Which lines of the listing below contain the string "palace" with matching case? Report each one in full.
----
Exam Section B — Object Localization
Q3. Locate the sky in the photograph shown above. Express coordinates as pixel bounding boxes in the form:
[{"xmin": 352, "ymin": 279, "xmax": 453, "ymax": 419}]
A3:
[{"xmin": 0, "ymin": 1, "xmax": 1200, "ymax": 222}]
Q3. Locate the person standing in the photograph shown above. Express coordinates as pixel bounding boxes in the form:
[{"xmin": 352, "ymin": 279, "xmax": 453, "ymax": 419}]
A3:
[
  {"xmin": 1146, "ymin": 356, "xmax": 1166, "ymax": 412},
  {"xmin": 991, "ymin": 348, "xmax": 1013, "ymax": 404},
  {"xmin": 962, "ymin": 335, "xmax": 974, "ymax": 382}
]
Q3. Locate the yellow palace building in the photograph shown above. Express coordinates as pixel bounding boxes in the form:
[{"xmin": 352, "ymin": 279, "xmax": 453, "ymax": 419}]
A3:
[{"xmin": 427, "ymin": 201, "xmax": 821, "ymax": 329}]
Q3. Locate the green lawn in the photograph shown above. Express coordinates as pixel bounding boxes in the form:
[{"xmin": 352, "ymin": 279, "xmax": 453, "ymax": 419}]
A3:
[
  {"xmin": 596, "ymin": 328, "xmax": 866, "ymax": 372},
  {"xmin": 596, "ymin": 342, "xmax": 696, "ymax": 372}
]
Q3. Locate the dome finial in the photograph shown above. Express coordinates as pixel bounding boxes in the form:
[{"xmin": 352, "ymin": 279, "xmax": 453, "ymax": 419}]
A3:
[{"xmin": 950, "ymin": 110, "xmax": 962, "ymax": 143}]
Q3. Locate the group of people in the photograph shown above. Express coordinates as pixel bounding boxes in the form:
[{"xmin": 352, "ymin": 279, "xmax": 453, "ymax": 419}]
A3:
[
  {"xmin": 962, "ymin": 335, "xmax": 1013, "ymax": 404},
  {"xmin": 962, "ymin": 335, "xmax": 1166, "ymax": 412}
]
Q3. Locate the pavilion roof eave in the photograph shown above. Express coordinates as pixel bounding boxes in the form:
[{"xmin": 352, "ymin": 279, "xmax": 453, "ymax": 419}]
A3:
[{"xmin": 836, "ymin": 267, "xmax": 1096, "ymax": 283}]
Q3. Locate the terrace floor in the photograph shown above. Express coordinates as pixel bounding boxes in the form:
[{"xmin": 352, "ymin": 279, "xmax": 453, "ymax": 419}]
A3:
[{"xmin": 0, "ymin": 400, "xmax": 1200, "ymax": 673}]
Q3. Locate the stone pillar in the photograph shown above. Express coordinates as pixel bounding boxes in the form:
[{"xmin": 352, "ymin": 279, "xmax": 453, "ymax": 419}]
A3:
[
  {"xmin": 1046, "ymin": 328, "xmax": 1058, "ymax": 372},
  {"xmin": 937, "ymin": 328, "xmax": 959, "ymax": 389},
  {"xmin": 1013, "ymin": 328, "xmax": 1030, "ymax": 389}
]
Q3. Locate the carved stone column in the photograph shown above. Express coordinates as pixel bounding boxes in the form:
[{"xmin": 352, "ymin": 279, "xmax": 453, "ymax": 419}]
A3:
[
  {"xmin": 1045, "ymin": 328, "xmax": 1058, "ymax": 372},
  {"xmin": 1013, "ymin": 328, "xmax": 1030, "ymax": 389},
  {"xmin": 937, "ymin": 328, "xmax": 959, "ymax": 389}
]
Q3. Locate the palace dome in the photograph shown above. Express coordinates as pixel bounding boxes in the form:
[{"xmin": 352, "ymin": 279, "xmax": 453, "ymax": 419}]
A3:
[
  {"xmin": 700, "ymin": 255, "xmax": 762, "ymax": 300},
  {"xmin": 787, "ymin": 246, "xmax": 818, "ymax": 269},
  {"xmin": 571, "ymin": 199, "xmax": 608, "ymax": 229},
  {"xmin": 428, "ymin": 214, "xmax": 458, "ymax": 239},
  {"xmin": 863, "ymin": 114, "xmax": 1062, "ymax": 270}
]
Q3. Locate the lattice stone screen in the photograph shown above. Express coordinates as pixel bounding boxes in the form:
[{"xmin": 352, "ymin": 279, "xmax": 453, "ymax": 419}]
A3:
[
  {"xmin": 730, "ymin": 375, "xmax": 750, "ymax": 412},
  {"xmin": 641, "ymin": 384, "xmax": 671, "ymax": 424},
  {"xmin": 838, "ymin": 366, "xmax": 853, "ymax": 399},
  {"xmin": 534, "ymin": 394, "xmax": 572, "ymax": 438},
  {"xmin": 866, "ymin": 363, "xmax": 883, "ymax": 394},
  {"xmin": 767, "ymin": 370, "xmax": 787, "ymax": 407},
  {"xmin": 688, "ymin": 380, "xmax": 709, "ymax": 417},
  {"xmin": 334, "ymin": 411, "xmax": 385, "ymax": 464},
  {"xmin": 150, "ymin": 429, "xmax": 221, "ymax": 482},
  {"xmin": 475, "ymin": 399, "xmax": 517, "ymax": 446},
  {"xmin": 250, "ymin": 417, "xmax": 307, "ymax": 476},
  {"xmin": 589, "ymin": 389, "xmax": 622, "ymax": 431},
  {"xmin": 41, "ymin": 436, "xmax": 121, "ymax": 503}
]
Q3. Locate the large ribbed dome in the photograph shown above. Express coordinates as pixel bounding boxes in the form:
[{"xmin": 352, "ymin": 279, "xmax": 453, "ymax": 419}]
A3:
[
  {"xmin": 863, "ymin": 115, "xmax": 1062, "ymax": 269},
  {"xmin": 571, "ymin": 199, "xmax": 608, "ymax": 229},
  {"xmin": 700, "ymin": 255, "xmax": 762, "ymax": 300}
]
----
■ **Answer in full**:
Q3. Locate the yellow palace building in the photograph shown above. Express coordinates as pixel bounding boxes in the form:
Q3. Locate the palace dome in the photograph shown above. Express coordinates as pixel bounding boxes in the form:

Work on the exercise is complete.